### Excerto citado
+ + + + +

Se fosse só a falência das finanças…

05-11-2012 17:46

Há algumas semanas atrás ouvi o presidente da câmara do Cartaxo anunciar publicamente, de forma muito tranquila, a falência da sua autarquia. Confesso que fiquei chocado com a ligeireza do anúncio. Foi como se estivesse a anunciar que a lâmpada do candeeiro de uma qualquer rua do concelho estivesse fundida, e por isso iria ser substituída.  

 

De repente o Cartaxo vê-se a mendigar ao governo da Nação um resgate financeiro que nos vai custar a todos mais de 74 milhões de euros, a pagar em 20 anos; os impostos e taxas municipais vão ser elevados para valores máximos para que possamos pagar o que nos vão emprestar; a câmara deixa de ter qualquer possibilidade de fazer mais do que assegurar serviços mínimos; e passa-se a mensagem que não é nada de mais! É tudo normal!

 

Bem sei que são muitos anos de poder absoluto, com uma gestão caprichosa, suportada por uma maioria política confortável, em que tudo foi permitido, onde a voz dos mais cautelosos foi sendo constantemente ignorada… mas há limites!


Assumir um desequilíbrio estrutural financeiro do município do Cartaxo, vulgo falência, e atirar que a culpa é da crise internacional, da crise nacional, do desemprego e da curva ascendente de investimentos significativos do concelho é, no mínimo, um abuso! A câmara do Cartaxo ultrapassou os limites do endividamento a médio e longo prazo, o endividamento líquido é superior a 175% das receitas municipais, não se cumpre com a obrigação de redução desse endividamento, o prazo médio de pagamento a fornecedores é superior a seis meses. Dito de outra forma: quem teve responsabilidade de gerir a câmara, sobretudo nos últimos anos, gastou o que tinha e o que não tinha! E o que não tinha foi pedi-lo emprestado aos bancos, tirou do bolso dos seus fornecedores, não cumpriu protocolos com as coletividades, com as freguesias, etc.. E a culpa é da crise???

 

Sei bem que a legitimidade democrática é intocável, respeito-a por completo mas isso não me impede a mim, como não impedirá ninguém, de ter um sentido crítico e expressá-lo. E é tempo de o expressar mesmo! Basta! Basta de caprichos!

+ + + + +

[Entradas de um conjunto de anotações por pontos]

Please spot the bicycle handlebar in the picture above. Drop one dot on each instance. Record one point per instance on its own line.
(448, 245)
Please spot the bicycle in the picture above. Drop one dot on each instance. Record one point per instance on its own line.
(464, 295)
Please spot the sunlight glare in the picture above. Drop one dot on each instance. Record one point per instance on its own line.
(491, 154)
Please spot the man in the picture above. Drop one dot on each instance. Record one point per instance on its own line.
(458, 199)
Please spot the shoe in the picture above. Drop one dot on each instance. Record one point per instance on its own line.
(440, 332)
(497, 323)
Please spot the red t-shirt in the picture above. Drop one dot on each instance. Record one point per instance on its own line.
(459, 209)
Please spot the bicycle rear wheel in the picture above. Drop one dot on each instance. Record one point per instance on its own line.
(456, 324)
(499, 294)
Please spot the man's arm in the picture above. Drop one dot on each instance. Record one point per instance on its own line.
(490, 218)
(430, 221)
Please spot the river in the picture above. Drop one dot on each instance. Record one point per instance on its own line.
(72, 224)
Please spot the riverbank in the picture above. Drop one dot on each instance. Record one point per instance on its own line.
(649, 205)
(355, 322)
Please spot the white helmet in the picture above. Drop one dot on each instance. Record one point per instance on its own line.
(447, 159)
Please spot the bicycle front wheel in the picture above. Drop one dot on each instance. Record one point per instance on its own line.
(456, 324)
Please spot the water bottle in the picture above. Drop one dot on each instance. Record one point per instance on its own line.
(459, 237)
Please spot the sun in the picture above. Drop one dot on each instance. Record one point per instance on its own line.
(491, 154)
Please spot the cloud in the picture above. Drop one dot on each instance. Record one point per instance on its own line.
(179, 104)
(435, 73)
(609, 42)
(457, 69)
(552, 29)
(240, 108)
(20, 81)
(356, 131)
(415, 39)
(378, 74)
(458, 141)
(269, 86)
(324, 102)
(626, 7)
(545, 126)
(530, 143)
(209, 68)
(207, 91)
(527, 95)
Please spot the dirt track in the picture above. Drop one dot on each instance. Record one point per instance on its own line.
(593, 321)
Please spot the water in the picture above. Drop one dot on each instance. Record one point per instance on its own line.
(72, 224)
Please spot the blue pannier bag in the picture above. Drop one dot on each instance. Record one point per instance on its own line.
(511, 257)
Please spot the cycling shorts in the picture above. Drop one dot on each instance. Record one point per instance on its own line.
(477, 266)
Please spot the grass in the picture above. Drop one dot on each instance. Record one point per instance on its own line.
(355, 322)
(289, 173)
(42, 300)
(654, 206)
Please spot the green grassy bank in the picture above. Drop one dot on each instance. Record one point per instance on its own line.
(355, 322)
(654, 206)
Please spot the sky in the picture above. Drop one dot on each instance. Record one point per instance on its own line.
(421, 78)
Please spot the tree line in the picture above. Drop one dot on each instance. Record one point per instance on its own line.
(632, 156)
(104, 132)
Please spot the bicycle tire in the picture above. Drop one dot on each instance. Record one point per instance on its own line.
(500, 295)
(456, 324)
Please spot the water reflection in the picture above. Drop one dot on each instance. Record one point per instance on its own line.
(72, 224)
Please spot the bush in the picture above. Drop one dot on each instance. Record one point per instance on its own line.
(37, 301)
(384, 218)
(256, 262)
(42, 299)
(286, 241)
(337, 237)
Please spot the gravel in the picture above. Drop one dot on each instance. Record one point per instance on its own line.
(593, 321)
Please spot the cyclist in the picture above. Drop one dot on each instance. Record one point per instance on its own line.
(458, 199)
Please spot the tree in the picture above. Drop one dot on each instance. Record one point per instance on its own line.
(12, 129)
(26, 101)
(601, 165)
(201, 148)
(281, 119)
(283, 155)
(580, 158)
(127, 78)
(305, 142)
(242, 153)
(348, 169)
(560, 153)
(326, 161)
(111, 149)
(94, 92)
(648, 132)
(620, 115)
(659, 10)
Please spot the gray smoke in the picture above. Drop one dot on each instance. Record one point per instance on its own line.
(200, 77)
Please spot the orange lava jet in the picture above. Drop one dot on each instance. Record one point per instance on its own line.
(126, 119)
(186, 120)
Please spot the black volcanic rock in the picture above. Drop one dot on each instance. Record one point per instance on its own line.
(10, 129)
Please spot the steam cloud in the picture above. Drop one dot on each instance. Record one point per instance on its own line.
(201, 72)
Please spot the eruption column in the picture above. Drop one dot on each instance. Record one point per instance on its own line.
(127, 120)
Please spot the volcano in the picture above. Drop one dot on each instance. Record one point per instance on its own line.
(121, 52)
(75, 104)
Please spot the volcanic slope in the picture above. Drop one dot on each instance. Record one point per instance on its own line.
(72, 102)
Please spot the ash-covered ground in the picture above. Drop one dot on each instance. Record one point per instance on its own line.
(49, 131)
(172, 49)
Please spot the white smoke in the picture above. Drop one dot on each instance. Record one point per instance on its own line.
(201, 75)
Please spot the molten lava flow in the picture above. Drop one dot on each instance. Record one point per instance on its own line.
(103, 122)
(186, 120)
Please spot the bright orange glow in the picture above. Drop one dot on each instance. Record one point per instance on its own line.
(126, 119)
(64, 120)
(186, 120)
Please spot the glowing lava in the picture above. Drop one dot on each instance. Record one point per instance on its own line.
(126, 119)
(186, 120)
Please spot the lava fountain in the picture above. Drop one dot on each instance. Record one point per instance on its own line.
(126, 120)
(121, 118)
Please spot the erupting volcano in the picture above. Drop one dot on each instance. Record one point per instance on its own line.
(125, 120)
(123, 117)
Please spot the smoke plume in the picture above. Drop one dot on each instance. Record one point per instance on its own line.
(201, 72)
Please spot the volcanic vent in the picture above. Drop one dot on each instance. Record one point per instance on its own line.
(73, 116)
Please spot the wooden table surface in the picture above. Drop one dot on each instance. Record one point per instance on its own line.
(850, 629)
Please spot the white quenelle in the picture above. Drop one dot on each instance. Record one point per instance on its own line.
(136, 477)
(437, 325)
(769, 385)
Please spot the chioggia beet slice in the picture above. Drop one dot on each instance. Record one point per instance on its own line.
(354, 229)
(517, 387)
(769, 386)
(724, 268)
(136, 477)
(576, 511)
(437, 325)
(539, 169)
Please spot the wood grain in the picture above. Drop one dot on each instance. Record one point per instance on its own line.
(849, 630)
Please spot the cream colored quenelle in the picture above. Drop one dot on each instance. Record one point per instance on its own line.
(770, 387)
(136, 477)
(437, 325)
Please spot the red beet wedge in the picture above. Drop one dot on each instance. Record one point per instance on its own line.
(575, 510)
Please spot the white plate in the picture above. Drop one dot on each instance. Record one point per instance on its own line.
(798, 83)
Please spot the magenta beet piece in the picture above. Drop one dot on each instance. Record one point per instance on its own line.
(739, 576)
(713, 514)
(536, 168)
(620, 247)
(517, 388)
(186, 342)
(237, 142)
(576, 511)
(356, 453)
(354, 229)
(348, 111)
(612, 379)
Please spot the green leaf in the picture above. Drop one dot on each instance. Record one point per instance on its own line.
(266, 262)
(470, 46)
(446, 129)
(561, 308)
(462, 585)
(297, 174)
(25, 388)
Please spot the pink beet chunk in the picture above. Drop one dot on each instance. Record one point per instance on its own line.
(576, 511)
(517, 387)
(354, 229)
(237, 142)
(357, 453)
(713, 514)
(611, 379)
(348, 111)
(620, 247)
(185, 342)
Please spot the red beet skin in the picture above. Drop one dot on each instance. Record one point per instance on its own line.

+ + + + +

### Tarefa do exercício 1
Segundo o texto sobre a falência do Cartaxo, qual é o custo do resgate financeiro e qual é o prazo de pagamento?
### Tarefa do exercício 2
Reescreva o trecho do texto sobre a falência do Cartaxo a partir das palavras "05-11-2012 17:46" até "É tudo normal!", inclusive, substituindo "governo da Nação" por "Estado".
As linhas apresentadas não são precisas para este exercício.

### Resultado esperado 1
Mais de 74 milhões de euros, a pagar em 20 anos.

### Resultado esperado 2
05-11-2012 17:46

Há algumas semanas atrás ouvi o presidente da câmara do Cartaxo anunciar publicamente, de forma muito tranquila, a falência da sua autarquia. Confesso que fiquei chocado com a ligeireza do anúncio. Foi como se estivesse a anunciar que a lâmpada do candeeiro de uma qualquer rua do concelho estivesse fundida, e por isso iria ser substituída.  

 

De repente o Cartaxo vê-se a mendigar ao Estado um resgate financeiro que nos vai custar a todos mais de 74 milhões de euros, a pagar em 20 anos; os impostos e taxas municipais vão ser elevados para valores máximos para que possamos pagar o que nos vão emprestar; a câmara deixa de ter qualquer possibilidade de fazer mais do que assegurar serviços mínimos; e passa-se a mensagem que não é nada de mais! É tudo normal!